### [AUFGABEN]
**A.** Fassen Sie die Buchbesprechung zur dänischen Uhrmacherei in zwei Sätzen zusammen.
**B.** Greifen Sie die Buchbesprechung zur dänischen Uhrmacherei auf und führen Sie sie im Anschluss an ihren letzten Satz fort.

------ TEXTABSCHNITT

Was der Rezensent an diesem Buch ebenfalls sehr schätzt ist, dass es sich nicht nur auf die technischen Aspekte der Uhrmacherei bezieht, sondern auch die allgemeine Situation der Politik und Kultur in dieser Zeit des Aufbruchs und der Aufklärung mit einbezieht. Der Autor berichtet so z.B. von den Schwierigkeiten mit der Uhrmachergilde, die mit der Ernennung zum Hoflieferanten dann allerdings vorüber waren. Er erzählt ebenso von den Möglichkeiten für Studien im Ausland von dänischen Stiftungen Zuschüsse zu erhalten. Ohne diese wäre es den einzelnen Familienmitgliedern gar nicht möglich gewesen im Ausland bei den bedeutensten Uhrmachern dieser Zeit zu lernen.

Insoweit behandelt dieses Buch auch die Technologie und die Kultur jener Zeit, in der die dänische Souveränität und nationale Identität durch die Wirren der napoleonischen Kriege unterzugehen drohten. Als solches präsentiert das „Buch einen weitaus breiteren Einblick in die kulturellen Aspekte der dänischen Geschichte, als der Titel vielleicht vermuten lässt. Das wiedererwachte Interesse am menschlichen Geist hinter der Technologie, wird hier durch die Kunst des Uhrmacherhandwerks veranschaulicht, die auch in der weiterführenden Produktion der Uhren von Urban Jürgensen & Sønner im 21. Jahrhundert zum Tragen kommt.“ (Auszug aus dem Presstext).

Die letzten 30 Seiten sind der heute noch existierenden Firma Urban Jürgensen & Sønner gewidmet. Außergewöhnlich ästhetische Uhren von hoher technischer Komplexität werden auf diesen Seiten präsentiert. Großartig auch die Aufnahmen der Hemmungspartien (Die Unruh mit dem Tourbillonkäfig und dem Hemmungsrad auf Seite 33 ist 15 cm groß abgebildet!). Funktionszeichnungen mit einer Schritt-für-Schritt-Erklärung bringen dem Leser die hochkomplizierte Technik des verwendeten Remontoirs und der patentierten Chronometer-Hemmung nahe.

------------
------ ANGEZEIGTE EINTRÄGE

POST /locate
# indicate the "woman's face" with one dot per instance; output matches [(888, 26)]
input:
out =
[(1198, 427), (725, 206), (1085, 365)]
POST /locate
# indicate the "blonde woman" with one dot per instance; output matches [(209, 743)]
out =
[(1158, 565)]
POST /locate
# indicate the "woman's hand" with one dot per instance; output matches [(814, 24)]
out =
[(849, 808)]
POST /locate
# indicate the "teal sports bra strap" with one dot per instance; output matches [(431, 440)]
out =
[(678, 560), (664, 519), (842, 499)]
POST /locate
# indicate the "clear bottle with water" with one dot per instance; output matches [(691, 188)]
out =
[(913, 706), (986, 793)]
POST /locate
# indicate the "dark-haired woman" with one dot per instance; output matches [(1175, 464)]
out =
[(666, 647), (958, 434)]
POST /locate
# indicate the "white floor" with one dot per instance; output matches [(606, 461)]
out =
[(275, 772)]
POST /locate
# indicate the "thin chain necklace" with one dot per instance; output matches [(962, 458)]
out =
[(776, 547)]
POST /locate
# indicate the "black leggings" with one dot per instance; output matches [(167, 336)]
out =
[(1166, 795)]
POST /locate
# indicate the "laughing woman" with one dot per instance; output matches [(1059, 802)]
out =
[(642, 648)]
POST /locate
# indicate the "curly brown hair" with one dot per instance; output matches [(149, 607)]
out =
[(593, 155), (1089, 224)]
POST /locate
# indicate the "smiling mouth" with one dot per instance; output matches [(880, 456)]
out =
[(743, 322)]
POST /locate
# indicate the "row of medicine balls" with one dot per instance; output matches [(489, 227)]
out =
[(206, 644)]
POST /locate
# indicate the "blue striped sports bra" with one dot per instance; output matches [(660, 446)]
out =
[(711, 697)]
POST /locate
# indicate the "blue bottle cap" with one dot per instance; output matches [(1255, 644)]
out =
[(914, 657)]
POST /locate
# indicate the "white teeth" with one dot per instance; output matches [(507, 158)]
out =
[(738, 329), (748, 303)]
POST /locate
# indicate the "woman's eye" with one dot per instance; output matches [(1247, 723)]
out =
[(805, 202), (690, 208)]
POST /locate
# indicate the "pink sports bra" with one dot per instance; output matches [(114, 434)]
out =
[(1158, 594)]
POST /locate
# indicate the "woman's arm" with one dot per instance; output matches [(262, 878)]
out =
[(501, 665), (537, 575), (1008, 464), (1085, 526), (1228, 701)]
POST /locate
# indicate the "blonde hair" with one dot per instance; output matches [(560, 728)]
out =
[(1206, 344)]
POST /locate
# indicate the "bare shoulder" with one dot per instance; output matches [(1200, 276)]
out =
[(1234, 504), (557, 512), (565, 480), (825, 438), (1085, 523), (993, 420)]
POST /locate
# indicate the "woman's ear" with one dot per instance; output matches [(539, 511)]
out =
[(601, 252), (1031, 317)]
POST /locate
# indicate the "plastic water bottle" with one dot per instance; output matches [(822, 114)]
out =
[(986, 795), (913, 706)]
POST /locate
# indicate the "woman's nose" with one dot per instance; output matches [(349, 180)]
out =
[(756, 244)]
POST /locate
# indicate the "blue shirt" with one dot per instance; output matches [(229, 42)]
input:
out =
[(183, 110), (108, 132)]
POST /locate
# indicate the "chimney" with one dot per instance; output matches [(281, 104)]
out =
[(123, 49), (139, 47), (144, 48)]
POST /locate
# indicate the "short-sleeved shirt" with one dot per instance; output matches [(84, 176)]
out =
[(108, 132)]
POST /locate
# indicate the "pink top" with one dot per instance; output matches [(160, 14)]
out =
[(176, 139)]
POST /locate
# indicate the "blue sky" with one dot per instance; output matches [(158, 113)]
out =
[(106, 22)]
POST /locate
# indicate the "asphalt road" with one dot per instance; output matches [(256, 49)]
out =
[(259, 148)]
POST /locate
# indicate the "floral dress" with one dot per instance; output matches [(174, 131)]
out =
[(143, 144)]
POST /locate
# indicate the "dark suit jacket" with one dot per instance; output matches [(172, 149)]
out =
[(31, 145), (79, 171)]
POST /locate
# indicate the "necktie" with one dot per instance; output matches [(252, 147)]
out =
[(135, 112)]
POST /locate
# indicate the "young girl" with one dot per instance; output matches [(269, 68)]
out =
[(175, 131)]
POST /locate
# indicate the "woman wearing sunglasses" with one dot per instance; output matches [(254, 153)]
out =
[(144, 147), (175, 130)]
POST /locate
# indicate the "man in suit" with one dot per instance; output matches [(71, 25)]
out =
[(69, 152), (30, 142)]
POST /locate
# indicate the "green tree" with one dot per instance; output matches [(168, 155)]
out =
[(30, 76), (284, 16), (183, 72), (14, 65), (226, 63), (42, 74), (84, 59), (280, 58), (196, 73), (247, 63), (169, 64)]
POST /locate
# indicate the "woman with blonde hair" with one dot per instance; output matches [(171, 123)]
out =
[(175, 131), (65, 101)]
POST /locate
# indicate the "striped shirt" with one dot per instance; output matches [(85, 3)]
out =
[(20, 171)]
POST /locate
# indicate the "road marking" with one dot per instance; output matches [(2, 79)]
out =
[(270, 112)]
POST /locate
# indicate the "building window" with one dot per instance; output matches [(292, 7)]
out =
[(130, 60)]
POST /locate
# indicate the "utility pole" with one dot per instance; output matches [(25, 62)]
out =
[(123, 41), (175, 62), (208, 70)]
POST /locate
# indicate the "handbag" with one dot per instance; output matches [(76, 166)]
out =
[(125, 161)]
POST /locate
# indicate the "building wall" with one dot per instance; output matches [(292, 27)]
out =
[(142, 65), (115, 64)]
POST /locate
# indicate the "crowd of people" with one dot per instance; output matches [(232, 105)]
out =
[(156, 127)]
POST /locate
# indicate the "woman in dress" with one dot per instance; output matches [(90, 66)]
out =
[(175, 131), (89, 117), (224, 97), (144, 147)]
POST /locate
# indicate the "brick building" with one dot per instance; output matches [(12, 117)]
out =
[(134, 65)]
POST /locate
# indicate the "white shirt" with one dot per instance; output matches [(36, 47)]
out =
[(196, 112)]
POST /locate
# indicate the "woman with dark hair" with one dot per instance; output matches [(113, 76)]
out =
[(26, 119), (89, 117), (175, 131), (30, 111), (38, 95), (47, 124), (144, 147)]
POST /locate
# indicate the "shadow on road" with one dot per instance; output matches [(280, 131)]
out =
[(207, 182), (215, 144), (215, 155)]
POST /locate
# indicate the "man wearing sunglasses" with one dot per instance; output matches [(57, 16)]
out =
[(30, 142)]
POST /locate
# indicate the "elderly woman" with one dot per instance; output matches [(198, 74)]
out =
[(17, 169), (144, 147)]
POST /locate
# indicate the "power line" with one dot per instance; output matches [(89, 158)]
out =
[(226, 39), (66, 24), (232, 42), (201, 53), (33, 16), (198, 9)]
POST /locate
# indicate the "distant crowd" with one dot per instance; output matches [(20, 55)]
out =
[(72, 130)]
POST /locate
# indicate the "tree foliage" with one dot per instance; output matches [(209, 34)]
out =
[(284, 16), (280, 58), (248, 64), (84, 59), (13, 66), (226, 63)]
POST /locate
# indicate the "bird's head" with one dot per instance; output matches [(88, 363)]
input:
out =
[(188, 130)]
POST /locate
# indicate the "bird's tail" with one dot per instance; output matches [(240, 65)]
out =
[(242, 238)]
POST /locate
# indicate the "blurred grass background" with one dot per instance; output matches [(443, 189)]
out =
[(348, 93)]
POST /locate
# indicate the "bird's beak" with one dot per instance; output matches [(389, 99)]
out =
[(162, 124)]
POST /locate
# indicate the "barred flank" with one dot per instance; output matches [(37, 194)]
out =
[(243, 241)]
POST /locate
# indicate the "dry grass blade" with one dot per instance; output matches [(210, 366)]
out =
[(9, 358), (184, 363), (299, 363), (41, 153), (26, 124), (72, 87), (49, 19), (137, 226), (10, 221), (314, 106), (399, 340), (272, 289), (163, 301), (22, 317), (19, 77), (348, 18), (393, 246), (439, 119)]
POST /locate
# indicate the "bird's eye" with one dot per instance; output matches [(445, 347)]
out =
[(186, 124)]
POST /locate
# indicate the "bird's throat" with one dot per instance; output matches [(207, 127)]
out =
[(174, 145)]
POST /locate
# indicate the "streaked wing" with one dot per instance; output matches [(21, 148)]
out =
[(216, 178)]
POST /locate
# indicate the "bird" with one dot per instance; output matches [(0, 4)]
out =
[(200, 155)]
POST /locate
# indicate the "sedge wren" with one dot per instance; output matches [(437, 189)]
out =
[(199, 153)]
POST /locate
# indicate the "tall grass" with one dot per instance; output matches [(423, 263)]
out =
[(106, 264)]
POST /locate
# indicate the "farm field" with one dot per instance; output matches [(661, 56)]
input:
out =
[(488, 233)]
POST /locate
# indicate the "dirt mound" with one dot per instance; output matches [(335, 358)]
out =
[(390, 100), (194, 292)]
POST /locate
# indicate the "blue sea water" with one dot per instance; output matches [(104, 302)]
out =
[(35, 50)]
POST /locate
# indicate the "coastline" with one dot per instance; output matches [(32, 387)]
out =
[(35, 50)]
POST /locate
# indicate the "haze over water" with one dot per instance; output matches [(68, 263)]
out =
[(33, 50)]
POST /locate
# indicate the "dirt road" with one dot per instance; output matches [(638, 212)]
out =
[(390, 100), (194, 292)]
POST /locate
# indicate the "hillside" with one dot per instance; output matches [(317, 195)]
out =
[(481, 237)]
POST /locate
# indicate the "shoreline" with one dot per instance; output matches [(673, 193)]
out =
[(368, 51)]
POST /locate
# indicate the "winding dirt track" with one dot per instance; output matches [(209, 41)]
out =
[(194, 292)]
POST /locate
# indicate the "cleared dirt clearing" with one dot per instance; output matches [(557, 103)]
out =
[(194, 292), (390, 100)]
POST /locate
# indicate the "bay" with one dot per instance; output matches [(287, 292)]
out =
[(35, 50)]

------------

### [ANTWORTEN JE AUFGABE]
**A.** Die Besprechung würdigt, dass das Buch neben den technischen Aspekten der Uhrmacherei auch Politik und Kultur jener Zeit einbezieht, etwa die Schwierigkeiten mit der Uhrmachergilde und die Zuschüsse dänischer Stiftungen für Studien im Ausland. Die letzten 30 Seiten sind der heute noch existierenden Firma Urban Jürgensen & Sønner gewidmet und präsentieren ästhetische, technisch komplexe Uhren mit großformatigen Aufnahmen und erklärenden Funktionszeichnungen.

**B.**
Die Geschichte dieser Uhrmacherfamilie beginnt im 18. Jahrhundert und endet im 21. Jahrhundert mit der heute noch existierenden Firma. Insofern ist die Aussage „Vier Jahrhunderte“ auch richtig, wobei die Spanne der beschriebenen Jahre 240 beträgt. Welche Uhrenfirma kann auf eine solch lange und glänzende Geschichte zurückblicken? Da gibt es nur wenige, allen voran natürlich Breguet.

Sicherlich ist der Kreis derjenigen begrenzt, die sich die Uhren aus dem Hause Jürgensen leisten können, aber hier greift wieder der Leitsatz des Rezensenten „Ich kann mir jede Uhr leisten - in Form eines Buches“.

Dem Rezensenten hat das Studieren dieses Buches sehr viel Freude bereitet und er empfiehlt allen Interessierten an der „Haute Horlogerie“ und den Freunden schöner Uhren sich diese Freude ebenfalls zu gönnen: Wobei die Empfehlung mitgegeben wird, sich dieses Buch bald möglichst zu kaufen oder schenken zu lassen, bevor es, wie die dänische Ausgabe, vergriffen ist.